* **Written task**
Restate the data below word for word. Skip any images it contains.

* **Box-labeled dataset extracts**
Begin

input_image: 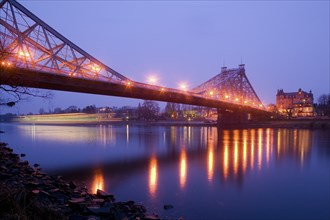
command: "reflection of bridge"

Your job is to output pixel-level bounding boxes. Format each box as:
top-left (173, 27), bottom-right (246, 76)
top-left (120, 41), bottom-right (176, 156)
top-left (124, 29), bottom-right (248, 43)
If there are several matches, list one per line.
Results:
top-left (0, 0), bottom-right (269, 124)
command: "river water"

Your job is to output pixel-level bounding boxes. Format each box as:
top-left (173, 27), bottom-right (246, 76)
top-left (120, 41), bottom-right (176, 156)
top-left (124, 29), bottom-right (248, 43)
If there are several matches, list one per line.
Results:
top-left (0, 124), bottom-right (330, 219)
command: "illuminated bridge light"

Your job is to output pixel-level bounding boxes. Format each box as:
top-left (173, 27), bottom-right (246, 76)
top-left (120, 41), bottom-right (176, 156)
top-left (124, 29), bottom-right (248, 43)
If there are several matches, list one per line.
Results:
top-left (17, 50), bottom-right (30, 57)
top-left (148, 76), bottom-right (158, 85)
top-left (180, 83), bottom-right (187, 91)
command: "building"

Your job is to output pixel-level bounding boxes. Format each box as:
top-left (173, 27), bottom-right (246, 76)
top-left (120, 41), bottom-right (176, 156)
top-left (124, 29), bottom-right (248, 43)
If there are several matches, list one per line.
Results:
top-left (276, 89), bottom-right (314, 118)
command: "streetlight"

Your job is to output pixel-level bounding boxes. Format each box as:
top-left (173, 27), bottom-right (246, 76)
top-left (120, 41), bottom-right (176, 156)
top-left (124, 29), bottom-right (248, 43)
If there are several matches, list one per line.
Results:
top-left (147, 76), bottom-right (158, 85)
top-left (180, 83), bottom-right (187, 91)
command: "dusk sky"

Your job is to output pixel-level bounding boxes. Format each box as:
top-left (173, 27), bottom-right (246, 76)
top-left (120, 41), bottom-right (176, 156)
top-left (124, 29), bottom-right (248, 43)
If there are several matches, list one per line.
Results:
top-left (0, 1), bottom-right (330, 113)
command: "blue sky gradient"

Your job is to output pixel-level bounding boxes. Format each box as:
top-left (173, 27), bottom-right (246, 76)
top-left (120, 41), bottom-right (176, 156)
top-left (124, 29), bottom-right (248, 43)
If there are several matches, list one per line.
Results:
top-left (0, 1), bottom-right (330, 113)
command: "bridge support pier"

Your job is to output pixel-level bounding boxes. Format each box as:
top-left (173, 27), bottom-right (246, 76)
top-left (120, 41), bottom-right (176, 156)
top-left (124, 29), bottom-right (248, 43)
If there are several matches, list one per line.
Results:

End

* **Solution below**
input_image: 
command: "reflection of bridge"

Your job is to output pixel-level bounding boxes. Format each box as:
top-left (173, 27), bottom-right (246, 76)
top-left (120, 41), bottom-right (176, 156)
top-left (124, 29), bottom-right (248, 43)
If there are several matches, list one per line.
Results:
top-left (0, 0), bottom-right (269, 124)
command: "river water"

Your job is to output pixel-level bounding boxes. Format each box as:
top-left (173, 27), bottom-right (246, 76)
top-left (120, 41), bottom-right (176, 156)
top-left (124, 29), bottom-right (248, 43)
If there are several matches, list one per line.
Results:
top-left (0, 124), bottom-right (330, 219)
command: "illuminated bridge light"

Your job is to output pixel-level bounding boxes. Format each box as:
top-left (173, 27), bottom-right (246, 76)
top-left (120, 41), bottom-right (176, 156)
top-left (124, 29), bottom-right (248, 43)
If there are several matches, list one per line.
Results:
top-left (17, 50), bottom-right (30, 57)
top-left (148, 76), bottom-right (158, 85)
top-left (180, 83), bottom-right (187, 91)
command: "building"

Your job is to output pixel-level bounding boxes. Format each box as:
top-left (173, 27), bottom-right (246, 76)
top-left (120, 41), bottom-right (176, 156)
top-left (124, 29), bottom-right (248, 43)
If there are several matches, list one per line.
Results:
top-left (276, 89), bottom-right (314, 118)
command: "streetlight"

Your job is to output pixel-level bounding boxes. Format each box as:
top-left (173, 27), bottom-right (246, 76)
top-left (120, 41), bottom-right (176, 156)
top-left (124, 29), bottom-right (248, 43)
If there are several matches, list one per line.
Results:
top-left (147, 76), bottom-right (158, 85)
top-left (180, 83), bottom-right (187, 91)
command: "dusk sky"

Your job is to output pixel-level bounding boxes. Format each box as:
top-left (173, 27), bottom-right (246, 76)
top-left (120, 41), bottom-right (176, 156)
top-left (124, 29), bottom-right (248, 43)
If there are several matches, list one per line.
Results:
top-left (0, 1), bottom-right (330, 113)
command: "blue sky gradient"

Your job is to output pixel-level bounding boxes. Format each box as:
top-left (173, 27), bottom-right (246, 76)
top-left (120, 41), bottom-right (176, 156)
top-left (124, 29), bottom-right (248, 43)
If there are several matches, list one per line.
Results:
top-left (0, 1), bottom-right (330, 113)
command: "bridge support pier"

Your job is to output pixel-level bounding boxes. Format each box as:
top-left (173, 27), bottom-right (246, 76)
top-left (120, 41), bottom-right (176, 156)
top-left (124, 29), bottom-right (248, 43)
If there are several matches, list one per line.
Results:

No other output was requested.